[Opening Source material section]

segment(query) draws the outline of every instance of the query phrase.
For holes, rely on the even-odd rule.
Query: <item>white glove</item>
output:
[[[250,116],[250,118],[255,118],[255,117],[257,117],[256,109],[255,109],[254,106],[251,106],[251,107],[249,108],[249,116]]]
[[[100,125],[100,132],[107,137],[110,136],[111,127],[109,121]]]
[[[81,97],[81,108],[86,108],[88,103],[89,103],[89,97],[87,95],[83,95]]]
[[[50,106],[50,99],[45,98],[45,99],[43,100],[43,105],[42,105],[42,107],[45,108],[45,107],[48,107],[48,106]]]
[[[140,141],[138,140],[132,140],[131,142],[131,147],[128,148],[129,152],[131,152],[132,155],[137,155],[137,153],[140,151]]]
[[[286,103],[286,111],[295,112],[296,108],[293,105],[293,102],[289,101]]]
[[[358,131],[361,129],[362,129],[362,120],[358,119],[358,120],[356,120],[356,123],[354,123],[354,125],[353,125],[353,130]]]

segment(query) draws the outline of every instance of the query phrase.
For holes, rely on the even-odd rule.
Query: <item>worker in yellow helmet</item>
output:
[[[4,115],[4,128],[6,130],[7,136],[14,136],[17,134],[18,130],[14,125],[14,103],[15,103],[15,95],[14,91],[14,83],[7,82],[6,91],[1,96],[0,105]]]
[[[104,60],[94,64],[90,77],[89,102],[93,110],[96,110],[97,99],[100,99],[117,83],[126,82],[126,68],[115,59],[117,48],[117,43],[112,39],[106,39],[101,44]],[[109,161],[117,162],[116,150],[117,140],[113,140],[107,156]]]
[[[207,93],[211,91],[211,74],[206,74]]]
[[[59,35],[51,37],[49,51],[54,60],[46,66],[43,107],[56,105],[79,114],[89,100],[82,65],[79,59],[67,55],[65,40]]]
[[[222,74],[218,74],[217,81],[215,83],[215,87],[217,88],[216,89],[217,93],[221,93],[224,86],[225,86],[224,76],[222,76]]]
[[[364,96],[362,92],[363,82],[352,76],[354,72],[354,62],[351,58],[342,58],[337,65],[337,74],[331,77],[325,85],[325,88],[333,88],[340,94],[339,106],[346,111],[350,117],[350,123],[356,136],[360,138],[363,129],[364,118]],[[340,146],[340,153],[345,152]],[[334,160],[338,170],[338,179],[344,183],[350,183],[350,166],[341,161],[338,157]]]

[Closing Source material section]

Give back the records word for word. Start at the first line, end at the line containing "Query: <item>worker in yellow helmet</item>", and include both.

### Task answer
segment(query) draws the outline of every instance of the query phrase.
For holes, rely on the even-odd rule.
Query: <item>white glove</item>
output:
[[[250,116],[250,118],[255,118],[255,117],[257,117],[256,109],[255,109],[254,106],[251,106],[251,107],[249,108],[249,116]]]
[[[100,125],[100,132],[107,137],[110,136],[111,127],[109,121]]]
[[[81,97],[81,108],[86,108],[88,103],[89,103],[89,97],[87,95],[83,95]]]
[[[50,106],[50,99],[45,98],[45,99],[43,100],[43,105],[42,105],[42,107],[45,108],[45,107],[48,107],[48,106]]]
[[[140,141],[138,140],[132,140],[131,142],[131,147],[128,148],[129,152],[131,152],[132,155],[137,155],[137,153],[140,151]]]
[[[286,103],[286,111],[295,112],[296,108],[293,105],[293,102],[289,101]]]
[[[358,131],[361,129],[362,129],[362,120],[358,119],[358,120],[356,120],[356,123],[354,123],[354,125],[353,125],[353,130]]]

segment(query) draws the outline of every instance of the query phrase.
For holes, rely on the even-odd rule.
Query: <item>worker in yellow helmet</item>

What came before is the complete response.